** Opening Supplied data block **

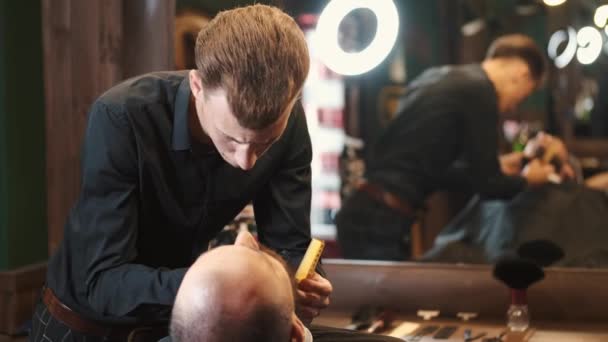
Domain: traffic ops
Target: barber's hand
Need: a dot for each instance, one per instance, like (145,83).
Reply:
(312,297)
(537,173)
(511,163)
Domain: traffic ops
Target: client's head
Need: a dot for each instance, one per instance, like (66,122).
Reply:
(241,292)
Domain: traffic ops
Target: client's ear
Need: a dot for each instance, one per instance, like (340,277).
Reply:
(297,329)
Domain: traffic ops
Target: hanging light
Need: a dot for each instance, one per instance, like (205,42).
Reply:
(553,2)
(355,63)
(557,39)
(601,16)
(589,45)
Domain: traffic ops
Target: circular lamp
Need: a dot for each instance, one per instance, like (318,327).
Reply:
(553,2)
(589,45)
(354,63)
(558,38)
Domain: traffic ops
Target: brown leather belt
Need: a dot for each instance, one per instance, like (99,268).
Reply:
(390,200)
(78,323)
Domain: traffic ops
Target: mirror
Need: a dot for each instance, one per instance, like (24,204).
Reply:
(348,113)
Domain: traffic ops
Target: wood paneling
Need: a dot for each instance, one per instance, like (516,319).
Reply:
(573,295)
(19,292)
(88,47)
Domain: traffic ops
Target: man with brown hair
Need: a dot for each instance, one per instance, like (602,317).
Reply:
(444,136)
(168,159)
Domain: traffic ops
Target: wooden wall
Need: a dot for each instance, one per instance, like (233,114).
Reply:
(88,47)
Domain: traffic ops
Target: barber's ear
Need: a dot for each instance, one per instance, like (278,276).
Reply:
(297,329)
(196,84)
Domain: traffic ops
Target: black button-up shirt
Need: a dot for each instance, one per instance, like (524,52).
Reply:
(151,199)
(445,135)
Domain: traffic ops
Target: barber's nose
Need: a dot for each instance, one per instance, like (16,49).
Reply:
(246,158)
(245,239)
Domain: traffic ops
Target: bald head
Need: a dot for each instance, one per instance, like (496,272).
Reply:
(234,293)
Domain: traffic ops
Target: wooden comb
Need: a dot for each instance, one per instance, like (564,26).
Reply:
(311,259)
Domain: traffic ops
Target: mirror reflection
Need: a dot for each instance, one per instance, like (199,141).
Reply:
(481,132)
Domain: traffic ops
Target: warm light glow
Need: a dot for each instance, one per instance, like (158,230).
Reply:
(558,38)
(356,63)
(601,16)
(553,2)
(589,45)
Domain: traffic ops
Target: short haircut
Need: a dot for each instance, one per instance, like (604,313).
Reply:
(267,322)
(522,47)
(259,56)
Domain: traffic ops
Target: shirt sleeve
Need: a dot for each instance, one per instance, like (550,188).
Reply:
(282,207)
(106,218)
(481,152)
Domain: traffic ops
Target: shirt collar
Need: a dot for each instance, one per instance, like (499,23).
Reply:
(181,134)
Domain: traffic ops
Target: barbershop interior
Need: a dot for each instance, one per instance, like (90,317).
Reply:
(318,170)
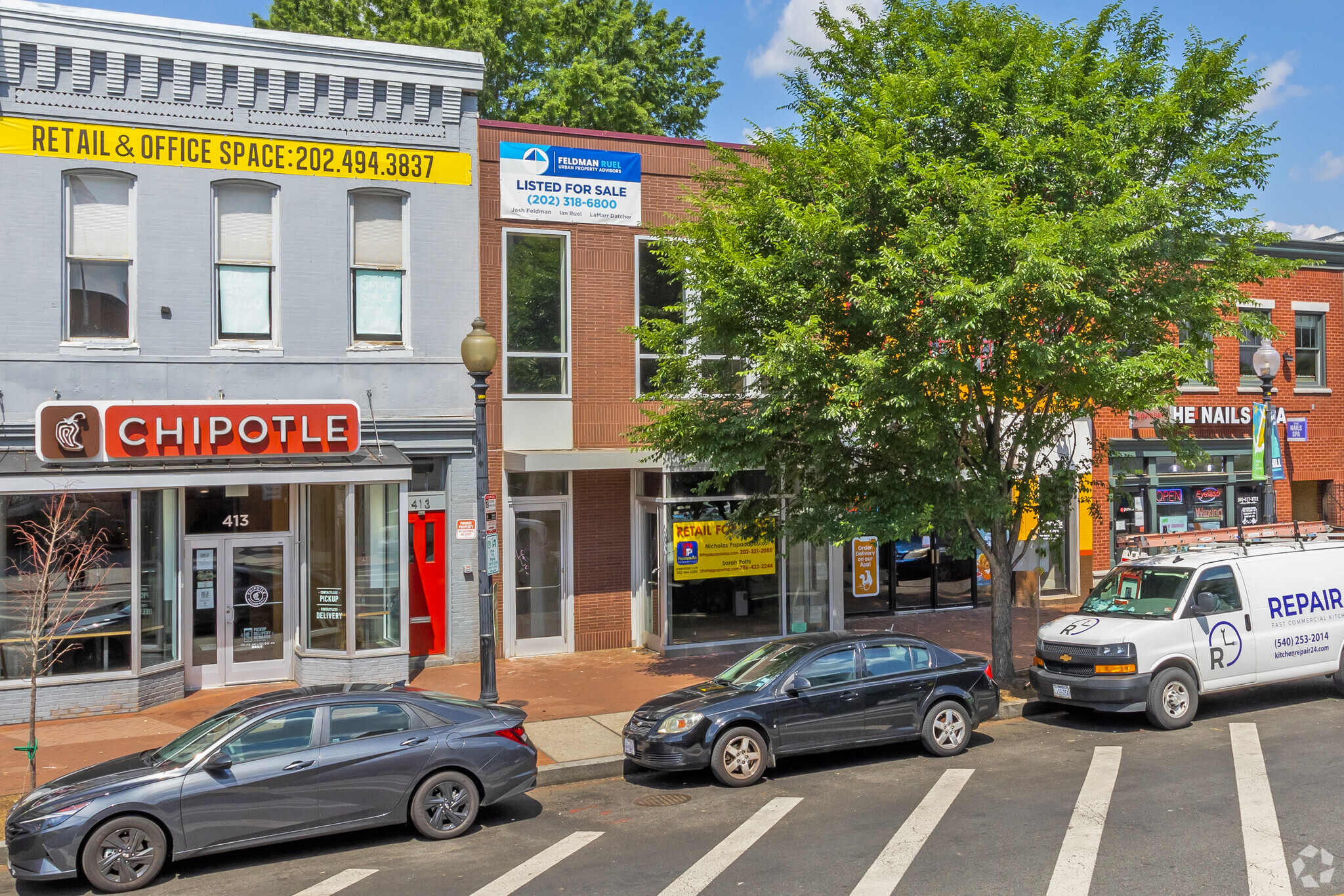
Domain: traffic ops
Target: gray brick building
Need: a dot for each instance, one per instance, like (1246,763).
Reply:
(240,264)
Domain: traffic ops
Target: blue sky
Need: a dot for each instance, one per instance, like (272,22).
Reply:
(1295,41)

** Closing Supplied data block **

● Task description
Only the lines from the one containing "Need: a dot for each instance, one per instance, like (158,230)." through the last line of the entries above belong in the copy; reproduce them exactly and drop every picture.

● Response
Need: a dot for each instance, one per instance, like (158,230).
Reply:
(558,38)
(356,63)
(601,16)
(553,2)
(589,45)
Domain: traffic ops
Target: short haircut
Need: a dot for each instance, one per instance, like (604,313).
Reply:
(267,322)
(522,47)
(259,56)
Domain: traffic ops
Target: shirt sleeve
Need: a dot for each instance, one per instance, like (550,188).
Reply:
(282,207)
(106,218)
(481,152)
Domain: traffic ops
Target: shirt collar
Need: a dot for each instance, one per instance, like (499,23).
Reply:
(181,134)
Domain: traffic ops
Target: barbershop interior
Need: a dot for each instance, one per instance, like (90,317).
Reply:
(318,170)
Domain: traffic ops
Target: gray brick building
Need: a dot for each instance, one per instance, like (1246,763).
Reply:
(240,264)
Domain: traffic ops
Target: blue sky
Need: a dot for each instance, one per instance, like (272,22).
Reply:
(1295,41)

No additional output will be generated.